Coordinate annotation data:
%%
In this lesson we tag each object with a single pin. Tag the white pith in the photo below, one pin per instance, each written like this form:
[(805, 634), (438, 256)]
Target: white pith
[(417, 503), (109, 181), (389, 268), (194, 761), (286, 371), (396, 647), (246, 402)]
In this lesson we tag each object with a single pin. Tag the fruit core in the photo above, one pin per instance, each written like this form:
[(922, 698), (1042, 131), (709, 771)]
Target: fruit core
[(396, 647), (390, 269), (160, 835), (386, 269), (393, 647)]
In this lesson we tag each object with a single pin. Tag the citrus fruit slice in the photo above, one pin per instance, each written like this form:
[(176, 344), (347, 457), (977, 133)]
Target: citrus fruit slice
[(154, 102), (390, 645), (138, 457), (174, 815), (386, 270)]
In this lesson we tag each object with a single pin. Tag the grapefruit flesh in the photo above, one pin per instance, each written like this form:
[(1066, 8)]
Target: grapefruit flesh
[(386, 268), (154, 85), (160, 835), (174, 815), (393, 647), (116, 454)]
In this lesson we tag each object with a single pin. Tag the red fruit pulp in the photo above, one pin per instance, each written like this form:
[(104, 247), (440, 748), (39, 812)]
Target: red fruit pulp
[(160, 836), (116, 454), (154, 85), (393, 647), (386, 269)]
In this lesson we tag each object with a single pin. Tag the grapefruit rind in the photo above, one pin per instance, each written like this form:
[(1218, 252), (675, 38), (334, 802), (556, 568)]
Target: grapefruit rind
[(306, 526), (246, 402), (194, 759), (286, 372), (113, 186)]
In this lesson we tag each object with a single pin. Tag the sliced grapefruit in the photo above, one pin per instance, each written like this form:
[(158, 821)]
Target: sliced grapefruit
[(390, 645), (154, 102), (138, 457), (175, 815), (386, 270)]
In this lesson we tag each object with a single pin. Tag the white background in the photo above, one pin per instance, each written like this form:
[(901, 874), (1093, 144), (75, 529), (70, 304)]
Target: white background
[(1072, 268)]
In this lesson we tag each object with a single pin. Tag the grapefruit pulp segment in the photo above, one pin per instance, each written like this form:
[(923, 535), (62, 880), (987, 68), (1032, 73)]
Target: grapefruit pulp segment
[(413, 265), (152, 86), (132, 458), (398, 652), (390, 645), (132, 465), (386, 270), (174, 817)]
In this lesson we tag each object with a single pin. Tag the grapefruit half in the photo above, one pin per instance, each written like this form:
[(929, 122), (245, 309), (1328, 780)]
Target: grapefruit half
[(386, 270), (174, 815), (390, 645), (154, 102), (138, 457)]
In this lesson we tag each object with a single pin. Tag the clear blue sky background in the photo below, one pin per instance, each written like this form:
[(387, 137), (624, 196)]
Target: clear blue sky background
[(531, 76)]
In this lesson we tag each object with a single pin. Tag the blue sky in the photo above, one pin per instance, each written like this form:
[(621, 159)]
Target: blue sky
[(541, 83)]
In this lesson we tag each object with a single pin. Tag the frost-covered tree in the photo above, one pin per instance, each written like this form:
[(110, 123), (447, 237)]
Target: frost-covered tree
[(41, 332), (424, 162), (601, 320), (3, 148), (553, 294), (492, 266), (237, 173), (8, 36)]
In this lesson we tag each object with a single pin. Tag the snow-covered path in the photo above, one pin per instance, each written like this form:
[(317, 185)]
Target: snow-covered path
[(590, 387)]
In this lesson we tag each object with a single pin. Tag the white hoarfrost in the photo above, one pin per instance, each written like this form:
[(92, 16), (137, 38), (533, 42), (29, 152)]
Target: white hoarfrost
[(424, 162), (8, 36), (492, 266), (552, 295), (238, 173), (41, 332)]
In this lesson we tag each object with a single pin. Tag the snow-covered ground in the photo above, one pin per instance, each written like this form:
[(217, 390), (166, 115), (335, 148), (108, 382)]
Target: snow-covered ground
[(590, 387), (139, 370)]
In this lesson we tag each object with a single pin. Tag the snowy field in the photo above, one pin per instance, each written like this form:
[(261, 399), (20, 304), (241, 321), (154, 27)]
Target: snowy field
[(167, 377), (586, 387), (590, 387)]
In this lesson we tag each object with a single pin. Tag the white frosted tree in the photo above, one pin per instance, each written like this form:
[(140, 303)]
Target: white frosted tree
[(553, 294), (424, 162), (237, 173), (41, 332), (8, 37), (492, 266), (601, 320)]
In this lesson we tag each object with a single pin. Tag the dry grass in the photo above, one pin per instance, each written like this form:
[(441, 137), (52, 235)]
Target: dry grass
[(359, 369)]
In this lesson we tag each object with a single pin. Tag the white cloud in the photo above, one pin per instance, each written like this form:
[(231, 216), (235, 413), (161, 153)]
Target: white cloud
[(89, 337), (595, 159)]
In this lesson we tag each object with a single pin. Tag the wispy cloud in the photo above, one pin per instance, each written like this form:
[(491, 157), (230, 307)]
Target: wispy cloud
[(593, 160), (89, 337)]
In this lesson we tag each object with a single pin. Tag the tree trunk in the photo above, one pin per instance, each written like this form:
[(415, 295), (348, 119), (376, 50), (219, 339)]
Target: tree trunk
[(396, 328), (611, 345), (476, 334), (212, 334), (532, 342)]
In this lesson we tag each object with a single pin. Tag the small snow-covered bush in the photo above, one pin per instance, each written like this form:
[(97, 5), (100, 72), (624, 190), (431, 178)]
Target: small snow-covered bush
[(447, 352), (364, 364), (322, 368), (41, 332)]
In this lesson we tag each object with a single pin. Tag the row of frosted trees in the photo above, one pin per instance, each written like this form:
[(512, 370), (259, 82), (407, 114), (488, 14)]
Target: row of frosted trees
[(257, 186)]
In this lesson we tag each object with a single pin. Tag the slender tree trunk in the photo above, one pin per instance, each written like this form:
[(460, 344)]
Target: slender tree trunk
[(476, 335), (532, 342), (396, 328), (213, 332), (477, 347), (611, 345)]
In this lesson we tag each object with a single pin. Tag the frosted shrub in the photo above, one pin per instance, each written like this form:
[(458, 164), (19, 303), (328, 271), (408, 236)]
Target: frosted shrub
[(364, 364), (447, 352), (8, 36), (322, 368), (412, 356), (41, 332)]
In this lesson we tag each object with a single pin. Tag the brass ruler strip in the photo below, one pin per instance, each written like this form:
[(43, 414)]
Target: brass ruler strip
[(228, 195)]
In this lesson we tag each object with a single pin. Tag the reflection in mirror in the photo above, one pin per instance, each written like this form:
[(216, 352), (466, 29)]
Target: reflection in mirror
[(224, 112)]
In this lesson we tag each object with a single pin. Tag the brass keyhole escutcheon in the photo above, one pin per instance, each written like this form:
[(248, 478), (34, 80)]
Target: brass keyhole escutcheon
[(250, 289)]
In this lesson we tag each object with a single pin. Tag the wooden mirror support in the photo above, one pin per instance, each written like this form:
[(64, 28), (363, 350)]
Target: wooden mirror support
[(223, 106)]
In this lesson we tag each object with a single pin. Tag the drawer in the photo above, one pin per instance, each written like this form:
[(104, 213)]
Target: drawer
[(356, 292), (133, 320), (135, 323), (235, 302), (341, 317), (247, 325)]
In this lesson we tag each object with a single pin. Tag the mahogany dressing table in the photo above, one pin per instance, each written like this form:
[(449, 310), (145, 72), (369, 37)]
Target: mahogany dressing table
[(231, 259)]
%%
Exercise instructions: Copy out the lines of the data verbatim, beginning with the line containing "the snow-covered ground" and continuing through the line containing "[(167, 377), (586, 387), (590, 387)]".

The solution:
In this lesson we tag each object with a single pin. Tag the snow-covered ground in the photo above, one pin per instance, each written like this form:
[(217, 390), (166, 115), (335, 148), (108, 382)]
Target: snow-covered ground
[(590, 387), (139, 370)]
In this lesson we tag each object with a single pin. Tag the snowy field in the photo above, one pin per instance, each written like this form:
[(261, 399), (20, 304), (241, 321), (154, 27)]
Target: snowy field
[(167, 377), (586, 387), (590, 387)]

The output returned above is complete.